§ The task
Would you output the whole of the data exactly?

*** Supplied material ***

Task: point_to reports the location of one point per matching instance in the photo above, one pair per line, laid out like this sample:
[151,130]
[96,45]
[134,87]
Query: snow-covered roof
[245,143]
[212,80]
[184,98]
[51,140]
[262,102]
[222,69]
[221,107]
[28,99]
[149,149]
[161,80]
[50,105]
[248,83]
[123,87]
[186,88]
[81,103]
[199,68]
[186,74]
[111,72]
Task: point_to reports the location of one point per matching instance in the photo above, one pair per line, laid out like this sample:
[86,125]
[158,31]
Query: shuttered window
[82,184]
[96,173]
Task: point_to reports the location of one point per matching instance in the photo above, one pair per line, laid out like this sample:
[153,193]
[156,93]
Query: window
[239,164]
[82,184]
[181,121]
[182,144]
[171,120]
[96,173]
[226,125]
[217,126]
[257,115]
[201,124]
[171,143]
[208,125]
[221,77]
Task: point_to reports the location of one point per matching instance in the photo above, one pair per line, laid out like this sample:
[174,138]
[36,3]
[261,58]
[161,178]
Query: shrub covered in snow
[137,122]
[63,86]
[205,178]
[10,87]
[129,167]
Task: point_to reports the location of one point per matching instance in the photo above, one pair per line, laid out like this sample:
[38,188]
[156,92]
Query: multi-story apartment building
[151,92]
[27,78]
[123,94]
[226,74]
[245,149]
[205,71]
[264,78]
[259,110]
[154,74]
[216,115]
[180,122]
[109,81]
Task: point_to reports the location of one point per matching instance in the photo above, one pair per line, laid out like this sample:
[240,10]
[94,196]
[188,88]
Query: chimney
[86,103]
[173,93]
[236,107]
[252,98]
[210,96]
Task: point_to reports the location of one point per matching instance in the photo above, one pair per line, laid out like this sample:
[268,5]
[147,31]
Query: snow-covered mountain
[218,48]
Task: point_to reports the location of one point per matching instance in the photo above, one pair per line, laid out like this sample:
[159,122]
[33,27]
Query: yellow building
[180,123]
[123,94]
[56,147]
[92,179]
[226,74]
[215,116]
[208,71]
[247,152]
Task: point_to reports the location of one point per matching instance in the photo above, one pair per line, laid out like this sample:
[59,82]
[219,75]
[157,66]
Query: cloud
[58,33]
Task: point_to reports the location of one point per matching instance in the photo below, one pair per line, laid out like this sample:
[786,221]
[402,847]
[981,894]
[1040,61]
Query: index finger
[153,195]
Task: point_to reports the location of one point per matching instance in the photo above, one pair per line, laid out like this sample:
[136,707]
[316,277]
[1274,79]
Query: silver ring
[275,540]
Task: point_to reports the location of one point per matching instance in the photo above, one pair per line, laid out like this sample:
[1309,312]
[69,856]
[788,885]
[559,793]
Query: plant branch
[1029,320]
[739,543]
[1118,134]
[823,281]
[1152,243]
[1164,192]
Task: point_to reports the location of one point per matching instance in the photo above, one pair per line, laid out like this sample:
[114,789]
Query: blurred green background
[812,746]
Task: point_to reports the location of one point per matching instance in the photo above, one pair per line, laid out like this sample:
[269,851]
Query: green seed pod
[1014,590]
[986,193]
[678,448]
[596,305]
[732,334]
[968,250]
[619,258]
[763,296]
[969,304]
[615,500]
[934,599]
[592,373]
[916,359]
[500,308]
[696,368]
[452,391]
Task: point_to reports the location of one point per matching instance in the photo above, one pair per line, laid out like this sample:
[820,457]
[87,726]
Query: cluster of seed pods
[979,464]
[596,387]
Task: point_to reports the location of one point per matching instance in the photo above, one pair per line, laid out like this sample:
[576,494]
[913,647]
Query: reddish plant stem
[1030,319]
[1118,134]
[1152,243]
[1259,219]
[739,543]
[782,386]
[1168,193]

***

§ Answer area
Task: point_to reports the location of one point per matching instance in the photo above, one pair per line, laid out like this sample:
[151,130]
[96,45]
[134,87]
Query: snow-covered roof
[245,143]
[212,80]
[184,98]
[51,140]
[262,102]
[222,69]
[221,107]
[28,99]
[149,149]
[161,80]
[50,105]
[248,83]
[123,87]
[186,88]
[81,103]
[199,68]
[186,74]
[111,72]
Task: point_to reports the location of one point per matching instance in the photo above, one pair per line, laid out like this sample:
[86,125]
[158,31]
Query: shuttered window
[82,184]
[96,173]
Task: point_to reports the location of one point per matching instance in the photo above, one pair per line, laid out like this sample:
[153,193]
[156,93]
Query: window
[239,164]
[82,184]
[181,121]
[182,144]
[171,120]
[96,173]
[226,125]
[217,126]
[257,115]
[201,124]
[171,143]
[208,125]
[221,77]
Task: point_to reports the location of one point per matching instance in the photo above, one pair per line, laid out like this sample:
[174,138]
[36,3]
[261,58]
[161,178]
Query: shrub covered in snow
[137,122]
[63,86]
[205,178]
[10,87]
[129,167]
Task: point_to reports the location of one point per matching instance in the photo above, one pair per line, laid out like this sample:
[38,188]
[156,92]
Query: multi-story apartment building
[151,92]
[27,78]
[123,94]
[226,74]
[245,149]
[205,71]
[264,78]
[259,110]
[154,74]
[216,115]
[180,122]
[109,81]
Task: point_to reports the location of one point per matching instance in the photo above, one pair per line, laid out like this sample:
[240,10]
[94,196]
[188,88]
Query: chimney
[86,103]
[173,93]
[236,107]
[252,98]
[210,96]
Task: point_to reports the location of one point per matching instance in the photo above, one pair per line, laid out like this sample:
[268,5]
[147,31]
Query: snow-covered mountain
[218,48]
Task: point_to reports the location of one point per matching instance in the photo above, one pair per line, laid out like this sample:
[159,122]
[33,27]
Query: yellow building
[180,123]
[123,94]
[56,147]
[92,179]
[226,74]
[215,116]
[208,71]
[247,152]
Task: point_to reports the location of one point per matching instance in the photo above, one pair per line, laid out like this sample:
[59,82]
[219,75]
[157,66]
Query: cloud
[58,33]
Task: point_to reports the location of one point per matching instance in the photo below, one pair per line, laid out like this sample:
[786,221]
[402,847]
[981,894]
[1040,61]
Query: index finger
[153,195]
Task: point_to reports the location of one point per matching instance in the photo above, one pair per line, laid out like this sample:
[136,707]
[316,277]
[1274,79]
Query: silver ring
[275,540]
Task: point_to reports the location of one point per matching instance in the photo above, one pair per line, laid out like this sample:
[1309,312]
[69,856]
[788,885]
[559,793]
Query: plant branch
[1029,320]
[739,543]
[1118,134]
[823,281]
[1152,243]
[1164,192]
Task: point_to reports the location of one point per matching instance in the photo above, one pair per line, laid out like this sample:
[114,789]
Query: blurred green background
[812,746]
Task: point_to reports the location of one point per matching instance in the photo above, one pair per line, laid out like this sample:
[269,851]
Query: green seed pod
[1014,590]
[986,193]
[678,448]
[596,305]
[732,334]
[968,250]
[619,258]
[763,296]
[969,304]
[615,500]
[934,599]
[592,373]
[916,359]
[500,308]
[696,368]
[452,391]
Task: point_to reports the location of one point per matching instance in the photo above, one pair per line, laid out like this sample:
[820,457]
[87,726]
Query: cluster of seed pods
[979,464]
[596,387]
Task: point_to reports the location of one point per matching instance in the photo above, one pair per line, laid out like this sample:
[576,494]
[913,647]
Query: reddish plant stem
[1030,319]
[1118,134]
[1152,243]
[1259,219]
[739,543]
[782,386]
[1168,193]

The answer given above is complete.